■ WHAT IS ASKED
Write the records out again, keeping each line exactly as it is.

══ DATASET RECORDS ══

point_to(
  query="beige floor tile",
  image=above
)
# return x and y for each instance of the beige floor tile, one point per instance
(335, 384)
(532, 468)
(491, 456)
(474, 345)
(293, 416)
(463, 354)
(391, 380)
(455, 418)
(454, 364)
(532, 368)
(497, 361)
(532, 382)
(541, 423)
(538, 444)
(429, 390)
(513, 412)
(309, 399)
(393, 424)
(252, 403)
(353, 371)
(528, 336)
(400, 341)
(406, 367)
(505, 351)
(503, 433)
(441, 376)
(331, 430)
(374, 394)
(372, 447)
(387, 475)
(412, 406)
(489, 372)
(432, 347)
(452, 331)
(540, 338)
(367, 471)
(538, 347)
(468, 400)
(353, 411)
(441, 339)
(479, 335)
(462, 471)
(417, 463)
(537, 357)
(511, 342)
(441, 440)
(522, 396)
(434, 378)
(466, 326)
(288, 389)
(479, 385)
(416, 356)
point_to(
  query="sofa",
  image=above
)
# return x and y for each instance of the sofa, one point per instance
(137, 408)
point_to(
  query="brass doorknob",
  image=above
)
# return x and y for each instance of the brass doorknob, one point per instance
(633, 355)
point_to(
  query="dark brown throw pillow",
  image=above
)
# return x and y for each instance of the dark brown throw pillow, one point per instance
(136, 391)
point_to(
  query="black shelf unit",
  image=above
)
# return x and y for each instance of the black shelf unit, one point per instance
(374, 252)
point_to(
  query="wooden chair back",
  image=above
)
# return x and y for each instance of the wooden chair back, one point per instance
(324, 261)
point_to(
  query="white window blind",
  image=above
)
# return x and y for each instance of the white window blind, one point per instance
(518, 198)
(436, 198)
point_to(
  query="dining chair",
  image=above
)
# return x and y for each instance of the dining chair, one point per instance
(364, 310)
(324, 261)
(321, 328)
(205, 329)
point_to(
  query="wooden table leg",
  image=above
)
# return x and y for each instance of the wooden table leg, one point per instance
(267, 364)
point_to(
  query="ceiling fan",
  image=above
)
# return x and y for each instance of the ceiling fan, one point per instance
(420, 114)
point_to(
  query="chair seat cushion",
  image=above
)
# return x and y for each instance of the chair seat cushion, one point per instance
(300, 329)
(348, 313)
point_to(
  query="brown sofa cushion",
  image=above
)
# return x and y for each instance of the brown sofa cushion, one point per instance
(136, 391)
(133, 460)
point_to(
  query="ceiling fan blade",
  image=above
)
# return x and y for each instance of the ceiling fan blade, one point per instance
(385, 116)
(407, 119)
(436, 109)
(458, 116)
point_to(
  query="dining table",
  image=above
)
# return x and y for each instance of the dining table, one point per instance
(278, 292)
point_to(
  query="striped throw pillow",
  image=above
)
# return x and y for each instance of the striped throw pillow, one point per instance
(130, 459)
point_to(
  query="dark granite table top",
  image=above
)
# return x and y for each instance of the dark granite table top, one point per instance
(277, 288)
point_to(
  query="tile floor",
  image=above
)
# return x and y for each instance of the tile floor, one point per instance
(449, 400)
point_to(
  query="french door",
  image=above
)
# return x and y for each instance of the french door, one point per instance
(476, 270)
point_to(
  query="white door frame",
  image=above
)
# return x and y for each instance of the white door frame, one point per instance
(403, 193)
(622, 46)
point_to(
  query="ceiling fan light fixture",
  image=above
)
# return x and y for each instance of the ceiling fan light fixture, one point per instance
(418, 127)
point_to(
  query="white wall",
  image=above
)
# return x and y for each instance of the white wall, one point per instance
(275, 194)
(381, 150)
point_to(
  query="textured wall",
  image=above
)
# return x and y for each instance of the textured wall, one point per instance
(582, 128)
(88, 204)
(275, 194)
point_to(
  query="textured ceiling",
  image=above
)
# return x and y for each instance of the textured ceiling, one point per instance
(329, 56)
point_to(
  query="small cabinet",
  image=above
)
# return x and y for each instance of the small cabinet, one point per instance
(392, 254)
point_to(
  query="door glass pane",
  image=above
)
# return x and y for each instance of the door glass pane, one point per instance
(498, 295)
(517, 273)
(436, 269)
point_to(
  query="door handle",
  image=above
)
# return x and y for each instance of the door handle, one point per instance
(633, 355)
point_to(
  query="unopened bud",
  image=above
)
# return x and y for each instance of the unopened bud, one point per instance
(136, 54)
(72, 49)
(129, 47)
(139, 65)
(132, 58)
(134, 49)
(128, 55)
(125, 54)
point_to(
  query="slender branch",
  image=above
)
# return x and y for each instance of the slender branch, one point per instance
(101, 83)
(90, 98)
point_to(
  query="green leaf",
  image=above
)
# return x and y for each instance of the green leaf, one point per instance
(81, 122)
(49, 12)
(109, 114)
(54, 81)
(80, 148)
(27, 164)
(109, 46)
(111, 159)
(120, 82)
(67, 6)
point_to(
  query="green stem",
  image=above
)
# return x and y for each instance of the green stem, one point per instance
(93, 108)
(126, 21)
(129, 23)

═══

■ COMPLETE ANSWER
point_to(
  query="beige floor tile",
  image=above
)
# return x and y for each instance of the beige floor tile, one point per instance
(335, 384)
(532, 468)
(491, 456)
(474, 345)
(293, 416)
(463, 354)
(391, 380)
(455, 418)
(454, 364)
(532, 368)
(497, 361)
(532, 382)
(541, 423)
(538, 444)
(429, 390)
(513, 412)
(309, 399)
(393, 424)
(252, 403)
(353, 371)
(528, 336)
(400, 341)
(406, 367)
(505, 351)
(503, 433)
(441, 376)
(331, 430)
(374, 394)
(372, 447)
(387, 475)
(412, 406)
(489, 372)
(432, 347)
(452, 331)
(540, 338)
(367, 471)
(538, 347)
(468, 400)
(353, 411)
(441, 339)
(479, 335)
(462, 471)
(417, 463)
(537, 357)
(511, 342)
(441, 440)
(522, 396)
(434, 378)
(466, 326)
(288, 389)
(479, 385)
(416, 356)
point_to(
  query="sofa",
  image=above
)
# return x and y for each instance of the sofa, one point per instance
(137, 408)
point_to(
  query="brass doorknob",
  image=above
)
# return x and y for each instance of the brass doorknob, one point per instance
(633, 355)
point_to(
  query="dark brown throw pillow",
  image=above
)
# return x and y for each instance of the dark brown throw pillow, one point per instance
(136, 391)
point_to(
  query="black shelf unit",
  image=above
)
# return x and y for each instance of the black shelf unit, one point per instance
(374, 252)
point_to(
  query="wooden chair back",
  image=above
)
# return x and y for each instance of the wooden chair back, one point per instance
(324, 261)
point_to(
  query="white window blind",
  image=above
)
# return x and y for each instance of the white window blind, one point per instance
(518, 198)
(436, 198)
point_to(
  query="dining chair",
  image=above
)
# return x and y for each instance of the dining chair, one point per instance
(364, 310)
(324, 261)
(321, 328)
(205, 329)
point_to(
  query="wooden table leg",
  image=above
)
# return x and y for each instance of the wooden table leg, one point per instance
(267, 364)
point_to(
  query="ceiling fan",
  image=above
)
# return x and y for each instance of the ceiling fan, one point per instance
(420, 114)
point_to(
  query="chair seat cushion",
  image=above
)
# return x and y for each instance of the chair seat cushion, one point per instance
(300, 329)
(348, 313)
point_to(
  query="brown sofa cushion",
  image=above
)
# return x and y for each instance of the brown sofa cushion, one point per instance
(136, 391)
(133, 460)
point_to(
  query="ceiling fan blade",
  image=above
)
# return x and y for each instance of the ceiling fan blade, one point per instance
(385, 116)
(407, 119)
(436, 109)
(458, 116)
point_to(
  query="dining table",
  image=above
)
# return x and y for each instance of the dining table, one point per instance
(278, 292)
point_to(
  query="striped throw pillow",
  image=above
)
# return x and y for each instance of the striped throw pillow, one point per instance
(130, 459)
point_to(
  query="dark granite table top",
  image=above
)
# return x and y for each instance of the dark granite table top, one point per instance
(277, 288)
point_to(
  query="tile floor",
  image=above
)
# return x and y for each instance of the tile floor, one point per instance
(449, 400)
point_to(
  query="french door",
  image=above
)
# return x and y for each instance of the french door, one point per instance
(476, 270)
point_to(
  query="white door frame",
  image=above
)
# return x and y for each instance of the white door frame, one point per instance
(403, 193)
(622, 46)
point_to(
  query="ceiling fan light fixture",
  image=above
)
# return x and y for each instance of the ceiling fan light fixture, one point per instance
(418, 127)
point_to(
  query="white wall",
  image=above
)
# return x and y for each instance of the white wall, one point per instance
(275, 194)
(381, 150)
point_to(
  query="textured wall",
  image=above
)
# return x and y for each instance of the textured wall, one point per instance
(582, 128)
(88, 204)
(275, 194)
point_to(
  query="textured ceiling",
  image=above
)
# return x and y for each instance of the textured ceiling, one point per instance
(329, 56)
point_to(
  query="small cabinet",
  image=above
)
# return x and y for each instance of the small cabinet, one point per instance
(392, 254)
point_to(
  query="door glass pane",
  image=above
)
# return x and y for each instance of the door glass pane, one point per instance
(498, 295)
(517, 273)
(436, 269)
point_to(
  query="door handle",
  image=above
)
# return x and y for each instance of the door handle, one point per instance
(633, 355)
point_to(
  query="unopened bud",
  image=above
)
# return x and y for each instance of the unopened bud, one point per instance
(136, 54)
(72, 49)
(129, 47)
(139, 65)
(132, 58)
(134, 49)
(128, 55)
(125, 54)
point_to(
  query="slender branch",
  image=above
)
# return x and y for each instance of the slender branch, one point per instance
(101, 83)
(90, 98)
point_to(
  query="green leaf",
  image=above
)
# return x and y for each instance of the green leaf, one point per instance
(81, 122)
(49, 12)
(109, 114)
(54, 81)
(80, 148)
(27, 164)
(109, 46)
(111, 159)
(120, 82)
(67, 6)
point_to(
  query="green stem",
  image=above
)
# return x and y for each instance of the green stem, one point per instance
(93, 108)
(126, 21)
(129, 23)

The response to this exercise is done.